> _Data for this task_
___

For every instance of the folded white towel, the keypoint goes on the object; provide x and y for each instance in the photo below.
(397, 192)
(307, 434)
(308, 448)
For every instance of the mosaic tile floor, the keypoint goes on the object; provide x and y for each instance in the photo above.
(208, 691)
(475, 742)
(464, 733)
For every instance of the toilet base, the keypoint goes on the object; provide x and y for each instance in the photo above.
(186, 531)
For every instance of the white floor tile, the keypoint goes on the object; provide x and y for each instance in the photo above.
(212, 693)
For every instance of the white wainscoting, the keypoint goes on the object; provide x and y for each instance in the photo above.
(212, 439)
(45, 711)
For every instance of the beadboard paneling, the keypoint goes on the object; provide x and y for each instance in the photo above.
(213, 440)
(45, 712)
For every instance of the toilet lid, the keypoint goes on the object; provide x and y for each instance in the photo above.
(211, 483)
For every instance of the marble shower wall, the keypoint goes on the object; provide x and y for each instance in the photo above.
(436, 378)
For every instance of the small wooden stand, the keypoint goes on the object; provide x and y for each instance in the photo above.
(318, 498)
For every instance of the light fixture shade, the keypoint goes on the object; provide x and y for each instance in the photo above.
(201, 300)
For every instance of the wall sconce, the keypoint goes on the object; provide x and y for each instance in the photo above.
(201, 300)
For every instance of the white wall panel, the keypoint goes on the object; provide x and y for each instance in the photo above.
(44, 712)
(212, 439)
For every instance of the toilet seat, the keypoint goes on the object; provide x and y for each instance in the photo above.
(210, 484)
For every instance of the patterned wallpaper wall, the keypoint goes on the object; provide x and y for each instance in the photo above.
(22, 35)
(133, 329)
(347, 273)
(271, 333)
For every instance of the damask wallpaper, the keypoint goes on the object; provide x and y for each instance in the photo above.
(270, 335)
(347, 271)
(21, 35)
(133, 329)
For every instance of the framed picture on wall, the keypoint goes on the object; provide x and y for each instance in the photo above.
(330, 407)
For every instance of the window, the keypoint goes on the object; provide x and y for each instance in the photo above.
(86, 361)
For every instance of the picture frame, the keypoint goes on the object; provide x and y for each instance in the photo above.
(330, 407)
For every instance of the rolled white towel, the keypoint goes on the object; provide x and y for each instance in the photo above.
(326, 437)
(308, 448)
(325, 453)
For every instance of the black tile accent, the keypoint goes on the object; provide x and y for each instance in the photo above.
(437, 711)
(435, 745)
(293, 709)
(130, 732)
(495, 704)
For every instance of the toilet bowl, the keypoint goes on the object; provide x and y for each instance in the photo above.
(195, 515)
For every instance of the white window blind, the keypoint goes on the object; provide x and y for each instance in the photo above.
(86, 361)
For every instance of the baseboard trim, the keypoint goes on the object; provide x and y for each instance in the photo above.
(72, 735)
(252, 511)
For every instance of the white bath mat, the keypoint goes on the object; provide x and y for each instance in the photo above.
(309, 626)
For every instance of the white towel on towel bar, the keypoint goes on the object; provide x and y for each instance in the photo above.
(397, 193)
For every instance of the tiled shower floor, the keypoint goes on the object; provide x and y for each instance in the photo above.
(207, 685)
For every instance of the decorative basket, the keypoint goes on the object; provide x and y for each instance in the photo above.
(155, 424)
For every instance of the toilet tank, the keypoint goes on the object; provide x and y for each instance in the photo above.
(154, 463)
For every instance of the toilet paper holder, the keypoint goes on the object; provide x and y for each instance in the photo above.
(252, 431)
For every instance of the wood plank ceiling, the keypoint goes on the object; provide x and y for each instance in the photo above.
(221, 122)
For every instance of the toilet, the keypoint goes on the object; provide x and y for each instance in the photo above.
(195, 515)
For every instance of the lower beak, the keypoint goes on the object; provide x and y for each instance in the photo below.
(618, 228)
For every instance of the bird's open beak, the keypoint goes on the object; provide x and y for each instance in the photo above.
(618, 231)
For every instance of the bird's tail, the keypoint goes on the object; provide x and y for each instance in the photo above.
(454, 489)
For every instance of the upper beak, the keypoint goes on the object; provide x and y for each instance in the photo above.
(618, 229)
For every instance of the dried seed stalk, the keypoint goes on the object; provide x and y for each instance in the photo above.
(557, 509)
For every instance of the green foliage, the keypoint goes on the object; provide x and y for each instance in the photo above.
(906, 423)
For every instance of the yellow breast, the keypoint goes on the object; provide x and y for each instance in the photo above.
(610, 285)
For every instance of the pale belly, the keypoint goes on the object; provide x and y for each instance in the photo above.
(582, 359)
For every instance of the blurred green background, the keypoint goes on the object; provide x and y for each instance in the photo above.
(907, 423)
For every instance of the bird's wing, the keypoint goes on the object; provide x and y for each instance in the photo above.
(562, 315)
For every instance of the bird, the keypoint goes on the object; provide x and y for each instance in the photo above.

___

Using the data above, print every record exactly as shown.

> _Solution to the exercise_
For every instance of the folded white towel, the keypoint goes on the object; provide x and y for each instance in the photo below.
(397, 192)
(307, 434)
(308, 448)
For every instance of the mosaic tile floor, the keypoint goes on the object; provide x and y for each instance in the photo above.
(208, 691)
(475, 742)
(464, 733)
For every instance of the toilet base, the keypoint goes on the object; provide x and y for each instance in the photo above.
(186, 531)
For every instance of the white floor tile, the keypoint goes on the object; provide x and y for each instance in the photo above.
(212, 693)
For every instance of the white wainscoting, the keypoint goes on the object; provide x and y for each instance in the photo above.
(212, 439)
(45, 711)
For every instance of the beadboard paneling, the keypoint goes on the object; provide x and y for each instance in the photo above.
(213, 440)
(45, 712)
For every instance of the toilet lid, the keypoint goes on the object; provide x and y for each instance in the photo above.
(211, 483)
For every instance of the marble shower wall, the keypoint goes on the object; provide x and y for each instance in the photo above.
(436, 378)
For every instance of the small wooden stand, the keypoint goes on the object; provide x and y for each instance in the photo above.
(318, 498)
For every instance of the light fixture shade, the keypoint goes on the object; provide x and y for each instance in the photo above.
(201, 300)
For every instance of the wall sconce, the keypoint goes on the object; provide x and y for each instance in the photo above.
(201, 300)
For every instance of the white wall panel, the keypoint goes on the object; provide x and y for each instance in the photo above.
(44, 712)
(212, 439)
For every instance of the toilet seat, the keypoint goes on the object; provide x and y for each instance in the photo above.
(210, 484)
For every instance of the patterned wallpaper wall, the keypoint goes on the object; provide x and y for each instance in the photo above.
(22, 35)
(133, 329)
(347, 273)
(271, 333)
For every instance of the damask wallpaper, the keypoint goes on the object; provide x and y for each instance in the photo above.
(270, 335)
(347, 271)
(21, 35)
(133, 329)
For every instance of the framed picture on wall, the keypoint goes on the object; provide x and y for each instance in the photo above.
(330, 407)
For every instance of the window, the keypoint goes on the object; provide x and y for each instance in the photo above.
(86, 361)
For every instance of the picture frame, the keypoint goes on the object; provide x and y for each instance in the photo above.
(330, 407)
For every instance of the rolled white towel, the keypoint goes on the object; provide x and y for each instance in the photo above.
(326, 437)
(308, 448)
(325, 453)
For every instance of the black tile accent, the keypoint goes on the object; provide x and y for each instance in the photo above.
(437, 711)
(435, 745)
(293, 709)
(130, 732)
(495, 704)
For every instance of the toilet bowl, the keypoint goes on the object; provide x and y for each instance in the photo above.
(195, 515)
For every instance of the white window blind, the keypoint goes on the object; provide x and y for each instance in the photo above.
(86, 361)
For every instance of the baseboard trim, the keypoint goes on the object; provide x and y for each instance in the photo above.
(72, 735)
(252, 511)
For every instance of the white bath mat, the keypoint goes on the object; provide x and y for each instance in the photo above.
(309, 626)
For every instance of the white towel on towel bar, the keypoint goes on the object; provide x and y for each instance in the photo above.
(397, 193)
For every instance of the tiled shower floor, the keypoint goes on the object; provide x and y for each instance in the photo above.
(207, 685)
For every instance of the decorative basket, the keypoint goes on the object; provide x and y for each instance in the photo above.
(155, 424)
For every instance of the toilet tank, the keypoint goes on the object; provide x and y for each instance in the photo above.
(154, 463)
For every instance of the toilet paper holder, the keypoint goes on the object; provide x and y for each instance in the photo above.
(252, 431)
For every instance of the wood plank ceiling, the keypoint goes on the object; provide x and y for each instance in the photo above.
(221, 122)
For every instance of the toilet, the keypoint goes on the object; provide x and y for each instance in the photo above.
(195, 515)
For every instance of the lower beak, the keypoint goes on the object; provide x and y for each instance in the photo below.
(618, 228)
For every instance of the bird's open beak, the keypoint goes on the object; provide x and y for each instance in the photo above.
(618, 231)
For every instance of the bird's tail, the keypoint goes on the object; provide x and y for each instance in the photo above.
(454, 489)
For every instance of the upper beak, the keypoint goes on the object; provide x and y for each instance in the photo above.
(618, 229)
For every instance of the dried seed stalk, the keypoint goes on the object; provide x and y for each instance in the photo above.
(557, 509)
For every instance of the green foliage, the keypoint goes on the object; provide x and y for each instance in the photo above.
(906, 423)
For every instance of the yellow breast, the keypoint goes on the object; provide x and y for each instance in the photo above.
(610, 285)
For every instance of the pale belly, the keypoint goes on the object; provide x and y for each instance in the photo above.
(582, 359)
For every instance of the blurred green background, the keypoint goes on the object; provide x and y for each instance in the photo above.
(907, 423)
For every instance of the bird's wing, the keypoint goes on the object; provide x and y for each instance in the photo above.
(562, 315)
For every instance of the bird, the keypoint goes on the object; provide x and y for each instance in the photo above.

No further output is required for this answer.